DATA EXCERPTS:
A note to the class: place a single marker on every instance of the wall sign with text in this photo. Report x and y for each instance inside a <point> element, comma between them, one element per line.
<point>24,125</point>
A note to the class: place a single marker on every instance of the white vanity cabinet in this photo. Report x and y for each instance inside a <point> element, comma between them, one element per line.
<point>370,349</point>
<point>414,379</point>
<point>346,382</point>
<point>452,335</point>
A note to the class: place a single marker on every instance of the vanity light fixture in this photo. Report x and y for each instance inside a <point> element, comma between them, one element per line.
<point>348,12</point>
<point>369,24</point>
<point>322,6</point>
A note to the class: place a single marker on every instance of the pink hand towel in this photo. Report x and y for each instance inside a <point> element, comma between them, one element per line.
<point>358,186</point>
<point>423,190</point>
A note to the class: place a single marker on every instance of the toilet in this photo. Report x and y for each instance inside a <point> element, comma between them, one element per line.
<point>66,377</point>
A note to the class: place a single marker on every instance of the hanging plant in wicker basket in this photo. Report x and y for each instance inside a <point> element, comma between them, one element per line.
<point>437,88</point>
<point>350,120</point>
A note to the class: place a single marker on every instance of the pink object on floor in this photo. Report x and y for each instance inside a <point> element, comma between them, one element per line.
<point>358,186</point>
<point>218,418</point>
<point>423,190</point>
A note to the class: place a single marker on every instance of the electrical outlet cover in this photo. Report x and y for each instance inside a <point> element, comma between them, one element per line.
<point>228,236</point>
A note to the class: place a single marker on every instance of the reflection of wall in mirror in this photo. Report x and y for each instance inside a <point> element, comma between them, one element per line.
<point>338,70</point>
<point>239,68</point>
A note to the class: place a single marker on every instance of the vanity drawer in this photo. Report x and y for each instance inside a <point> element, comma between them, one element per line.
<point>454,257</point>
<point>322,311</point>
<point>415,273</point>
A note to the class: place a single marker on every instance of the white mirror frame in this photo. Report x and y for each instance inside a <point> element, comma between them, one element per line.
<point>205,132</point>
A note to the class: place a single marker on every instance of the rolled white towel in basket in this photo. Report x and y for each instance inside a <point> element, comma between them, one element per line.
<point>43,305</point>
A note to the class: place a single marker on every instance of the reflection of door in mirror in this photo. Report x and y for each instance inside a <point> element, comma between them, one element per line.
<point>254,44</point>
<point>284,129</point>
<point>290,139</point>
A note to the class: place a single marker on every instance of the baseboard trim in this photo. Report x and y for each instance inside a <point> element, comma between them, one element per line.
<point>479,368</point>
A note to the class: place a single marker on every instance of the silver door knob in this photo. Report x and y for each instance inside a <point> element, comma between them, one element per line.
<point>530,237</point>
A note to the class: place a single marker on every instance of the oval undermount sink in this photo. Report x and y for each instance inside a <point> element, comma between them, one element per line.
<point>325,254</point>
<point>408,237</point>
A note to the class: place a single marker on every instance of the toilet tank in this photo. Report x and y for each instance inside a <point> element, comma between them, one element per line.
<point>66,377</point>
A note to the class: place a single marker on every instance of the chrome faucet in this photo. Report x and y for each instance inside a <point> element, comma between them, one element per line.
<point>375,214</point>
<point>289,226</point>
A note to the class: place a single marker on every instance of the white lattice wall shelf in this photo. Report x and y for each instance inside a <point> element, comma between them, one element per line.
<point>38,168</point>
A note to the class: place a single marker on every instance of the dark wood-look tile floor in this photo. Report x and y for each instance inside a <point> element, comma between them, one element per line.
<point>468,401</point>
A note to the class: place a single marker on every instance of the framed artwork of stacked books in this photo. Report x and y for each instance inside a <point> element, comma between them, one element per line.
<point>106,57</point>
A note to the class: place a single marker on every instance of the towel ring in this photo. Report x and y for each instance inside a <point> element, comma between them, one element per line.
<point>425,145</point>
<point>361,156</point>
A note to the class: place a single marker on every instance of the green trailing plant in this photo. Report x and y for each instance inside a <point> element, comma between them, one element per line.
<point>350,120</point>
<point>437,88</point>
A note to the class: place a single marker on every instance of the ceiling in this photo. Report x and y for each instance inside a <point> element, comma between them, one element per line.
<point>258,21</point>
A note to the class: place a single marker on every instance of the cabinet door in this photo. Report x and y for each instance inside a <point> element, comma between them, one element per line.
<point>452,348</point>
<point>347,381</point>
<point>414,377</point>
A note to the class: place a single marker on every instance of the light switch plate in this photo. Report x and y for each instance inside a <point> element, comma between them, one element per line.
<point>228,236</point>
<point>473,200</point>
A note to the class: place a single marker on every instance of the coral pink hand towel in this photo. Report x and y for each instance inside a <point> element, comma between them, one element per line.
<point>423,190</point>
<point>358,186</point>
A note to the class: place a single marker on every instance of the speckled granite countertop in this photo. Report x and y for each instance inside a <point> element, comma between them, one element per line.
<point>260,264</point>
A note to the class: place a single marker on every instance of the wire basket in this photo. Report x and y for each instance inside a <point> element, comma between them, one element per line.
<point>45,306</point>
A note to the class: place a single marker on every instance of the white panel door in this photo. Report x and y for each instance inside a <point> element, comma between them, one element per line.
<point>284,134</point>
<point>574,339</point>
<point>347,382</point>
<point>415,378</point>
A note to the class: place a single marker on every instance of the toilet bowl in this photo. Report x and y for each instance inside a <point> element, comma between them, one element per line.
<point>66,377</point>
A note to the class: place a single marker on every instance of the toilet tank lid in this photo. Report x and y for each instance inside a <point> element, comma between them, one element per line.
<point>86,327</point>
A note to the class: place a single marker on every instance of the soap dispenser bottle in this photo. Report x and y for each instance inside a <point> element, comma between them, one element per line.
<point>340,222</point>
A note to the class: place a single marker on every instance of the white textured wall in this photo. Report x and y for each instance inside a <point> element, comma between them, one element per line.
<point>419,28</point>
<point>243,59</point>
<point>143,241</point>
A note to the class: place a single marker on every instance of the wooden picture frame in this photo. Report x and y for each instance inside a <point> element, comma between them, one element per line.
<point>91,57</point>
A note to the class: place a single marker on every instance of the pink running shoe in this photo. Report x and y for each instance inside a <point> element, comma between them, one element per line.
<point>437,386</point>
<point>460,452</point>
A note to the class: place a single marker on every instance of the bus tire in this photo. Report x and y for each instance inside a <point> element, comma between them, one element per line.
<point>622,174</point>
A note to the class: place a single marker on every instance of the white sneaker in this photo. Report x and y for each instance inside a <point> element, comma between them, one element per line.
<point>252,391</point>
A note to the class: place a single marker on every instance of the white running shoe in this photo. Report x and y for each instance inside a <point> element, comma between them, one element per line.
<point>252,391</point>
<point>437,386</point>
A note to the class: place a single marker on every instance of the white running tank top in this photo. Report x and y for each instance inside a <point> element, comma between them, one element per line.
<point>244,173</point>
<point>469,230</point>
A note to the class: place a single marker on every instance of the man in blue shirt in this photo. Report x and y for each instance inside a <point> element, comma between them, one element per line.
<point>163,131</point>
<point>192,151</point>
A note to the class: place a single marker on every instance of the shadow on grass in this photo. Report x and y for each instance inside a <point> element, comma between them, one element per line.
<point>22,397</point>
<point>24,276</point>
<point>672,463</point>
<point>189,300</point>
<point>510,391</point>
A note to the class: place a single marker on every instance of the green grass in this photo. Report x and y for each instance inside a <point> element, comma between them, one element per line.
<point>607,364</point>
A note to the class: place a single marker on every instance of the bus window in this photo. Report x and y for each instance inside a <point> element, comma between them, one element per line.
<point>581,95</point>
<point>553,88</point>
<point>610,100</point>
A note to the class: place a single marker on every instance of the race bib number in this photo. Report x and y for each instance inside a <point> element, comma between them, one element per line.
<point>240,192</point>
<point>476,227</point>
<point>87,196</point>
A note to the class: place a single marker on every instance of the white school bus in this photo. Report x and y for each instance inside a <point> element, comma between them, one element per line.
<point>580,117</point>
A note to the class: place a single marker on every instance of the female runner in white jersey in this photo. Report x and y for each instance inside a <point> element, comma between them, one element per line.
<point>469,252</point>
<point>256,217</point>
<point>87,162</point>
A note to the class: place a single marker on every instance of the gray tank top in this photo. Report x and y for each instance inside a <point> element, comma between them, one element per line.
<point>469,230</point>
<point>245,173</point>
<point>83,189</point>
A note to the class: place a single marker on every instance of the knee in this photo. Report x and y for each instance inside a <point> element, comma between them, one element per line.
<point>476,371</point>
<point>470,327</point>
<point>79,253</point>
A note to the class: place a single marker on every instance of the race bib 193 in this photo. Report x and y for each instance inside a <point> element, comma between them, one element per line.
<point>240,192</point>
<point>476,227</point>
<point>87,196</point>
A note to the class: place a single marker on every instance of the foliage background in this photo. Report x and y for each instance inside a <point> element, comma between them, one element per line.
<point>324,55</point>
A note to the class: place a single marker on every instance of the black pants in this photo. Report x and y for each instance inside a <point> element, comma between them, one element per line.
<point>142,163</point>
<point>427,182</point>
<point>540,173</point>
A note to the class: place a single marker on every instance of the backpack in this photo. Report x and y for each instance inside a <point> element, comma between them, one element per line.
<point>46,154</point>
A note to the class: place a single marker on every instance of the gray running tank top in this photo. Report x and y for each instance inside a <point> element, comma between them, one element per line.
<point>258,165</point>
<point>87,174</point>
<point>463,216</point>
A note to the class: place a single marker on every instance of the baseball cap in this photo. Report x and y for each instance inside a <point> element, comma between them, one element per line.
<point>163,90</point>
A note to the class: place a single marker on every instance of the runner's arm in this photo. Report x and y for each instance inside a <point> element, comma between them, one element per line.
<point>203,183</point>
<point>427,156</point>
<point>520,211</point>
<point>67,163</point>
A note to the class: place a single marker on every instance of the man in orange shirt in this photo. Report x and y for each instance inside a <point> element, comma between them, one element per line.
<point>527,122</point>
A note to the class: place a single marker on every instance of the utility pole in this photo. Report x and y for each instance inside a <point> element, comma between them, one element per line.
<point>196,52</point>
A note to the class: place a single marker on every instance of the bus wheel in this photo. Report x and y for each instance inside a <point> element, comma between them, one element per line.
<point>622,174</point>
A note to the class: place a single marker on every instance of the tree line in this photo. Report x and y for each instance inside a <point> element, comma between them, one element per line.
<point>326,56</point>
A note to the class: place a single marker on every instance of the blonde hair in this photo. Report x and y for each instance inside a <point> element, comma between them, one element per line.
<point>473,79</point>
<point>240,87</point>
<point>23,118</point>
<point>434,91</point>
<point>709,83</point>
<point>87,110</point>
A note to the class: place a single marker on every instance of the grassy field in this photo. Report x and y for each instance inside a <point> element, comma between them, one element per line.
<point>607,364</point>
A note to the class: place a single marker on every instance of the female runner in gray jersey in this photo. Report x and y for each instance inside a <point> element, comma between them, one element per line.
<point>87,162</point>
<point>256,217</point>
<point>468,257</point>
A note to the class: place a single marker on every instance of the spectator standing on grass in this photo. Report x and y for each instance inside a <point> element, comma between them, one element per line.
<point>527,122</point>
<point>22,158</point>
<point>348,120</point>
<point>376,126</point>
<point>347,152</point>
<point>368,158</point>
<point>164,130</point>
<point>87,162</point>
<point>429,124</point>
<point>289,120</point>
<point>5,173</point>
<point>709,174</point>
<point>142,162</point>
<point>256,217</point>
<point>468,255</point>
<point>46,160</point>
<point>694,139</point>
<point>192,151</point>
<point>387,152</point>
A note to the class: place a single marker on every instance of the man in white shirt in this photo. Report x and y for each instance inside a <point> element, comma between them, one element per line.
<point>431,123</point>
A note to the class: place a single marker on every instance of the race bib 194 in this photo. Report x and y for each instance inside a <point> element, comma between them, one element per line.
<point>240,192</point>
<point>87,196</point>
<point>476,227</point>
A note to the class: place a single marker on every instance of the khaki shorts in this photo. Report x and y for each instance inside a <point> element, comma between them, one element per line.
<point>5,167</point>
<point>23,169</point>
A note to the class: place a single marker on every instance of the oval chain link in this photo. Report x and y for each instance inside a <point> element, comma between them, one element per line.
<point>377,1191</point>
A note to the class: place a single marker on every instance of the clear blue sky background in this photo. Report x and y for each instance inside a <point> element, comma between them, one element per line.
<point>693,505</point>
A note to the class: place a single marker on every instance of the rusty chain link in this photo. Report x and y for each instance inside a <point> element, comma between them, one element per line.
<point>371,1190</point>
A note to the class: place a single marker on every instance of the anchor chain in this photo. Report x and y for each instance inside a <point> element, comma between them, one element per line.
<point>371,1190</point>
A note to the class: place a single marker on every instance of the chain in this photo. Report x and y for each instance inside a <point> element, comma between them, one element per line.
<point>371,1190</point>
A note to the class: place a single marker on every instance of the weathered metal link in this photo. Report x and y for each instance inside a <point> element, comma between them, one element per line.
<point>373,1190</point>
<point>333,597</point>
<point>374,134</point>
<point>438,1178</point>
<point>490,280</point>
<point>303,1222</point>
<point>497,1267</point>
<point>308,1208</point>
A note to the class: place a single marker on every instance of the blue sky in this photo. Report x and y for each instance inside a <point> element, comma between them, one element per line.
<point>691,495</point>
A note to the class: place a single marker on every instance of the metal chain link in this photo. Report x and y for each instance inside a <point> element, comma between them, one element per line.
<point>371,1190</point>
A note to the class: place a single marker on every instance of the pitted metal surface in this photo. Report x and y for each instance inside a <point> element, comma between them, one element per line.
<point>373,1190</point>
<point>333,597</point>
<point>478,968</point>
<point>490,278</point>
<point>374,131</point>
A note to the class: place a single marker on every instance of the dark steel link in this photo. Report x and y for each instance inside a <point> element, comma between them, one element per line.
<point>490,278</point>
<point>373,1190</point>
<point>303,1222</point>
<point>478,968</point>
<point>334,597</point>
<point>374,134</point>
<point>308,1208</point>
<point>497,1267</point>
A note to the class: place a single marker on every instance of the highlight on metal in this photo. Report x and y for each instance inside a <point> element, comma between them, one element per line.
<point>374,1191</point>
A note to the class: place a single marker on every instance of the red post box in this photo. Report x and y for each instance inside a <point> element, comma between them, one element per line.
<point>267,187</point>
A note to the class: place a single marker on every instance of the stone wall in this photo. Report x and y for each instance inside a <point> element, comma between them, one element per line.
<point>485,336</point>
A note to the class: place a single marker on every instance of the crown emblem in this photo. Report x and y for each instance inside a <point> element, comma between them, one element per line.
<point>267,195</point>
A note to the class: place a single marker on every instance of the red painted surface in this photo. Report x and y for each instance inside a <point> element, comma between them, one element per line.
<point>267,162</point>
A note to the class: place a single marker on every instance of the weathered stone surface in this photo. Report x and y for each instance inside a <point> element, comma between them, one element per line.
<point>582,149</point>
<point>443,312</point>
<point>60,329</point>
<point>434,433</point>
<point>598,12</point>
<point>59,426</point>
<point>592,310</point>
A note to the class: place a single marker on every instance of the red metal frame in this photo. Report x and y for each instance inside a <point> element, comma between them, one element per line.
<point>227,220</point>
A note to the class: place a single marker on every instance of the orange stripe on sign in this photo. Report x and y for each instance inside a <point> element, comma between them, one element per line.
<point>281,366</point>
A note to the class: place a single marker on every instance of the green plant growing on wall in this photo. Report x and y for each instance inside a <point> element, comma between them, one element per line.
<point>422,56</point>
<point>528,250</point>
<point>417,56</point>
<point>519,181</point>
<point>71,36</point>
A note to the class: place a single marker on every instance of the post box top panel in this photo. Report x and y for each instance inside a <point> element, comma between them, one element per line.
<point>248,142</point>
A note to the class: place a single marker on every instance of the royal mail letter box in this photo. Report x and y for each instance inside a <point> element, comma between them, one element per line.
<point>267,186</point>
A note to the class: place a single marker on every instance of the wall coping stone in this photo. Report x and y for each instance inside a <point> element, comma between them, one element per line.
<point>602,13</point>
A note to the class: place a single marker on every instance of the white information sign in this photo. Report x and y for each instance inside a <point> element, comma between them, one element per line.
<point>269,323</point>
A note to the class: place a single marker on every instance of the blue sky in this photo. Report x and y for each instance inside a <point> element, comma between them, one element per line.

EXERCISE DIRECTIONS: All lines from the one containing "the wall coping" to the last line of the material above must be copied exactly, and only those.

FINAL ANSWER:
A note to the class: place a single marker on every instance of the wall coping stone in this photo. Report x and y for each instance inside a <point> element, comma between them, one element per line.
<point>602,13</point>
A note to the class: place a single marker on every instance of the white information sign in this photo. Report x and y for each instance inside a <point> element, comma between them, one element per line.
<point>269,323</point>
A note to the class: place a single marker on every instance of the blue sky in this photo. Report x and y for each instance inside a <point> element, comma between them, one element per line.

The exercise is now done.